__Given exercise__.
Pick out each line in the material below that contains the word "hand", matching case exactly, and copy those lines.

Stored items
_ _ _ _ _

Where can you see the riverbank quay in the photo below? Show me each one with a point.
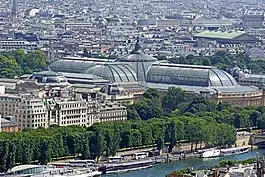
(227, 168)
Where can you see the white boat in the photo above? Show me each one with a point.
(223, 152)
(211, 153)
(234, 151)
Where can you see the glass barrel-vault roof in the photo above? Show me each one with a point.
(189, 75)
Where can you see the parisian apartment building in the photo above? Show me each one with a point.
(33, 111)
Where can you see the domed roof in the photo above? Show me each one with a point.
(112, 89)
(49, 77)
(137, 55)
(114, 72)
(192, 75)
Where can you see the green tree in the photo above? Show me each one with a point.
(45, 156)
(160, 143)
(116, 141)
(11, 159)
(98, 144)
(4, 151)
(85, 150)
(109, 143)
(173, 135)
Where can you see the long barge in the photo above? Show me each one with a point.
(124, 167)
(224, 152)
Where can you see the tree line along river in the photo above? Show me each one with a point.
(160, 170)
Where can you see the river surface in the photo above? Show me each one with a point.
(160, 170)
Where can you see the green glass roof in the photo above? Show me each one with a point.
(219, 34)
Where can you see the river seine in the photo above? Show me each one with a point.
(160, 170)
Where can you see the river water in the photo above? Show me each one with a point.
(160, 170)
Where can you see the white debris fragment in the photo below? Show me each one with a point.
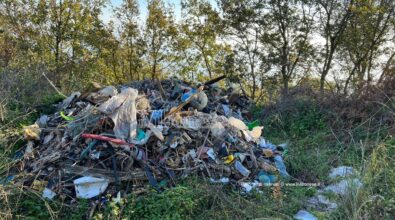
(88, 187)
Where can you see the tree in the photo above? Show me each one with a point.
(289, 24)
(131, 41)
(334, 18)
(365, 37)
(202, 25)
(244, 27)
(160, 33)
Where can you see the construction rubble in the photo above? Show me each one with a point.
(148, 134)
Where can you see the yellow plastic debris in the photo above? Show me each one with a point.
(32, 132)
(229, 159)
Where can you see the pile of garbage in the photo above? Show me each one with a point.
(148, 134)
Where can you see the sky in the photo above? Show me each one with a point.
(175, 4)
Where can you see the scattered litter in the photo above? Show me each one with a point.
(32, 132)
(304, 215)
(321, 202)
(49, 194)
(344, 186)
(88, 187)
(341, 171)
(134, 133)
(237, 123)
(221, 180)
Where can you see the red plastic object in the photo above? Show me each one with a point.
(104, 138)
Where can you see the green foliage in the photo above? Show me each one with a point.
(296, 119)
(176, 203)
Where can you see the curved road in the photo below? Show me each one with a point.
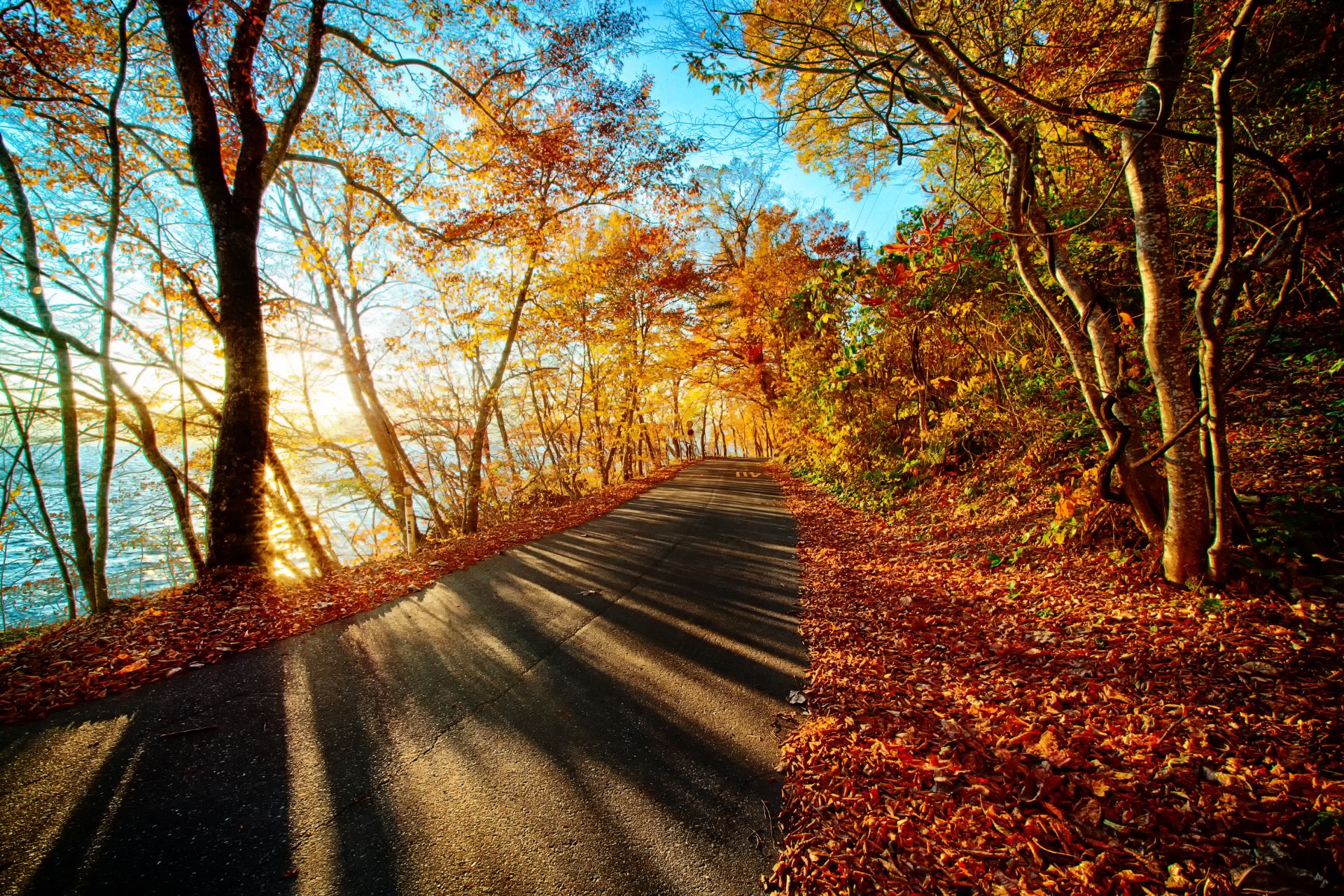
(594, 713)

_ _ _ _ _

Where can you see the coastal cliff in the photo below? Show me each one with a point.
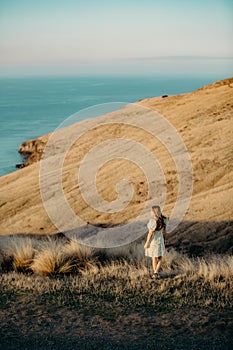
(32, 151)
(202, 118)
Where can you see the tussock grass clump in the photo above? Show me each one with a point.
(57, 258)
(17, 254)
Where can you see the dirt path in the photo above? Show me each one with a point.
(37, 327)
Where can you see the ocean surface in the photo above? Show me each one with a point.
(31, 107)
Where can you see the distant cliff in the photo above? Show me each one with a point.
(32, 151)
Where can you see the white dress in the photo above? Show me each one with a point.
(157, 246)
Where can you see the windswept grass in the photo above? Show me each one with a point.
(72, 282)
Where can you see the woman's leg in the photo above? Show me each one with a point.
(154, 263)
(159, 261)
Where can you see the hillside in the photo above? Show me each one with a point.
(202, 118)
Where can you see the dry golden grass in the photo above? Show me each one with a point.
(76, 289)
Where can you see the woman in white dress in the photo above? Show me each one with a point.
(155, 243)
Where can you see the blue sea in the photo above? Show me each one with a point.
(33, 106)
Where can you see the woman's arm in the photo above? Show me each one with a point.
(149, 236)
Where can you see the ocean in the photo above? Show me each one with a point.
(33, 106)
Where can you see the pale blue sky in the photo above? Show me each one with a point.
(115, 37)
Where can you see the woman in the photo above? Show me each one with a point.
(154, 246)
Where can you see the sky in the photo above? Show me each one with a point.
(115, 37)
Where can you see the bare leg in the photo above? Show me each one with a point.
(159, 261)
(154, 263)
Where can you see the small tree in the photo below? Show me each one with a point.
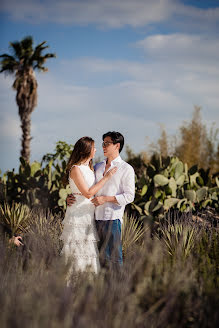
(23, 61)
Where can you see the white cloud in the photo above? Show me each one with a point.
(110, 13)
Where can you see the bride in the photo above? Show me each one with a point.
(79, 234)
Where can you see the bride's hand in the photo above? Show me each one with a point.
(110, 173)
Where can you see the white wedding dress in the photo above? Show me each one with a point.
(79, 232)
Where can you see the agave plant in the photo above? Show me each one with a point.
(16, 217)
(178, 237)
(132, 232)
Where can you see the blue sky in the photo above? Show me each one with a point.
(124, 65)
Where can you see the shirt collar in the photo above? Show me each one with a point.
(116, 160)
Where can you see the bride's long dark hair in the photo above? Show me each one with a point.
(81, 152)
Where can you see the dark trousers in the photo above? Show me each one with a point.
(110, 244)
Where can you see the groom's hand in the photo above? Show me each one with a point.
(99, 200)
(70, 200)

_ _ _ _ _

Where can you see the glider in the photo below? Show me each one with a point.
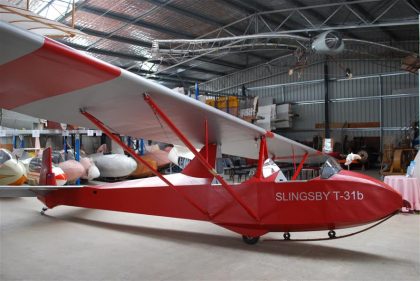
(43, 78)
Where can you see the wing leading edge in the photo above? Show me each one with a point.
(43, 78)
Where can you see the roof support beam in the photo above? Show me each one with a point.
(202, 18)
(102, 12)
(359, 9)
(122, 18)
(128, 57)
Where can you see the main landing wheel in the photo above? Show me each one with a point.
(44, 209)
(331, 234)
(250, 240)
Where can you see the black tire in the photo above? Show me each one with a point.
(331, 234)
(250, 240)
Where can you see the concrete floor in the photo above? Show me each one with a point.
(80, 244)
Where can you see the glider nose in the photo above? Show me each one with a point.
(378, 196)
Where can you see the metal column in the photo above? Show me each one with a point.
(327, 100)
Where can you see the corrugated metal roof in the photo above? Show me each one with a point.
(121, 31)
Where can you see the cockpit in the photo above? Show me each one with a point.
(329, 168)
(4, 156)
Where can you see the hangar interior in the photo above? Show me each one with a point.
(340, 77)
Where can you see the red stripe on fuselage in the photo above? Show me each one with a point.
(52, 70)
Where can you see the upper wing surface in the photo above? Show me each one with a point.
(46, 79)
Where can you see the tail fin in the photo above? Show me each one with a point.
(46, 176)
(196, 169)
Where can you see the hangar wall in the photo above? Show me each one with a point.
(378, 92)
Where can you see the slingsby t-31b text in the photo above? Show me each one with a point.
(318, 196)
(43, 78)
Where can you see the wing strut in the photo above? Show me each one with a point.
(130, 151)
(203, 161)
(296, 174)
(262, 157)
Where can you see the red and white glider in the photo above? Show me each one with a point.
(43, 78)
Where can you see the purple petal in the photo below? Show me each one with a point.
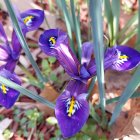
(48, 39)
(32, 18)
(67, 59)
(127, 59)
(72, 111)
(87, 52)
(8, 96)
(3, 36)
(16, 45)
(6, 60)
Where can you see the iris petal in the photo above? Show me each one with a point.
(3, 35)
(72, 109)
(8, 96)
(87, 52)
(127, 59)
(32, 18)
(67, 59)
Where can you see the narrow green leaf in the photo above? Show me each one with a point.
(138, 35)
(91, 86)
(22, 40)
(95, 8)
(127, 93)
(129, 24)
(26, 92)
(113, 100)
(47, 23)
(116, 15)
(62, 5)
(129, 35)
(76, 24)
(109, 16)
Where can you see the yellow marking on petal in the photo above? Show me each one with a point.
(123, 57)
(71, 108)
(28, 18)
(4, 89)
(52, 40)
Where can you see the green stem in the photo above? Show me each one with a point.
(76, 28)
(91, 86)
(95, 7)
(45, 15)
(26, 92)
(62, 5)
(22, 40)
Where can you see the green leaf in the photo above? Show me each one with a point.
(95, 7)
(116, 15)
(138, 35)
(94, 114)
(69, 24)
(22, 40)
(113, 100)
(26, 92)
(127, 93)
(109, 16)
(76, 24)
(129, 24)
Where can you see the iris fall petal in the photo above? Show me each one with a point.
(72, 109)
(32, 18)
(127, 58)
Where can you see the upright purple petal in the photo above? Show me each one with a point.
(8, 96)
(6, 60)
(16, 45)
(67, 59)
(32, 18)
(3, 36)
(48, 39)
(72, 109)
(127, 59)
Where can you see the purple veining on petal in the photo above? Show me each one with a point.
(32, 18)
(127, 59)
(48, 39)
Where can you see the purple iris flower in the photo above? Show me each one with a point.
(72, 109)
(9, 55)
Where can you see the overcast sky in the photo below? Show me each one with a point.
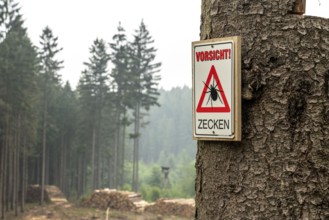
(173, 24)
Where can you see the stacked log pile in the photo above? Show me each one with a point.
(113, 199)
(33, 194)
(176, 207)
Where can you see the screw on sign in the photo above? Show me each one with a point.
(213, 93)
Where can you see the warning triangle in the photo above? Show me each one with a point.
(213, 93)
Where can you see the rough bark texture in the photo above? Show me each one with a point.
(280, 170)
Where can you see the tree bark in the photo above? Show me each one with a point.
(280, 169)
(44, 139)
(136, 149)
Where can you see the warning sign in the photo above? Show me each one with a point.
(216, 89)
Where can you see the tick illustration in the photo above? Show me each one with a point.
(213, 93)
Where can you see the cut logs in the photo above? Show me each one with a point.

_ _ _ _ _

__Solution__.
Where can you see the bride's hand in the photo above? Show me each one with a point.
Where can you see the groom's hand in the photo above? Show me each one with a point.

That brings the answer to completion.